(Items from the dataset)
********************
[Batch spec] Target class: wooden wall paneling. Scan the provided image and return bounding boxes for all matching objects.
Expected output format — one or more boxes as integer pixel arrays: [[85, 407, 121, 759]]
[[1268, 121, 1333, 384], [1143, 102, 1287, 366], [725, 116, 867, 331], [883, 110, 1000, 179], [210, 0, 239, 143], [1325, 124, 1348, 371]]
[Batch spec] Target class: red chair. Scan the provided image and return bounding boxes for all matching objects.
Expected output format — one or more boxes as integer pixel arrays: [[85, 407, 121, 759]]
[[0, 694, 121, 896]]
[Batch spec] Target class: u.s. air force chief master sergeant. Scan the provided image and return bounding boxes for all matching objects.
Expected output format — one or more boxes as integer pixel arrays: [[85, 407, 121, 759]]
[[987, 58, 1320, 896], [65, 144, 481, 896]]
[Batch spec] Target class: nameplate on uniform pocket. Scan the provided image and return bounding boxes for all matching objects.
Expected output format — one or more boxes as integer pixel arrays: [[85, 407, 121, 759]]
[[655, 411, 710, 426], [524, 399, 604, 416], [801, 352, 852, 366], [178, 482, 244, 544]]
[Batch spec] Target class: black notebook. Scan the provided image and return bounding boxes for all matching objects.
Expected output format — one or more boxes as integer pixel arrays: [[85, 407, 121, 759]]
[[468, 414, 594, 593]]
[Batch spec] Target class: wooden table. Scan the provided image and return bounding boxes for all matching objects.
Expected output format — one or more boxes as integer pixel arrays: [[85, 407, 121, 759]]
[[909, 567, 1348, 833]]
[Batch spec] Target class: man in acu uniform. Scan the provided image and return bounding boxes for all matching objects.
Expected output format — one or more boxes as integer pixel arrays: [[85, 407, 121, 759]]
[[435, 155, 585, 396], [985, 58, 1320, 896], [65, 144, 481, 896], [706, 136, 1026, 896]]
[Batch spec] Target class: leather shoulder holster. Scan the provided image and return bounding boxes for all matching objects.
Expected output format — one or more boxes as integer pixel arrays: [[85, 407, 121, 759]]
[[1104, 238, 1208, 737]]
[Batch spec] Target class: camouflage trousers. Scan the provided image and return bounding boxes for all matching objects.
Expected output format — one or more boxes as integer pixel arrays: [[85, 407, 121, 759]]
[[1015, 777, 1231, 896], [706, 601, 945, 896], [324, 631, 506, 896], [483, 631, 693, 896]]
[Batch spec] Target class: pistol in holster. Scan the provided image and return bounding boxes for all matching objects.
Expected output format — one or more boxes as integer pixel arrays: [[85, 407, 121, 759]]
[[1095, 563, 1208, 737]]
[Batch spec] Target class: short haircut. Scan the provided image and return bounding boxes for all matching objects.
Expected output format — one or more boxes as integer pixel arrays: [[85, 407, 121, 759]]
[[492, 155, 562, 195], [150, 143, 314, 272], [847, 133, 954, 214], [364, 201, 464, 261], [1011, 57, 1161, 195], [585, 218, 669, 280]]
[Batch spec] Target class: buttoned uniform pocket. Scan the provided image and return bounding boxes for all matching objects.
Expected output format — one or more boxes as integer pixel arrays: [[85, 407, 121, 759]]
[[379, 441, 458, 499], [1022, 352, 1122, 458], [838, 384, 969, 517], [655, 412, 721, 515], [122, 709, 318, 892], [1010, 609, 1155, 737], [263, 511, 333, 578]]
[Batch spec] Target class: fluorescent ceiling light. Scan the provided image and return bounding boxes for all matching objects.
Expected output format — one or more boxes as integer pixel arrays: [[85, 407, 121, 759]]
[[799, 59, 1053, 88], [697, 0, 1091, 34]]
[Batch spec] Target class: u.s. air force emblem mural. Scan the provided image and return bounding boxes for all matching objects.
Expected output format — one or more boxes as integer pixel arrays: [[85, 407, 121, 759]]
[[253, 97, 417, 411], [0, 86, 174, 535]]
********************
Pull out each line in the listing above that contains the word "uniform" and copy those lines in full.

[Batch spec] Target class: nameplate on uniform pocket. Scan the provided image and return bounding boxes for all matching objects.
[Batch spec] Target class: man in acu uniform. Scan the provided image and return bounding boxes for all matching objects.
[Batch spec] Target class: buttoned uniform pocket. Scan the provided image and return bounding boxes for all matching objects.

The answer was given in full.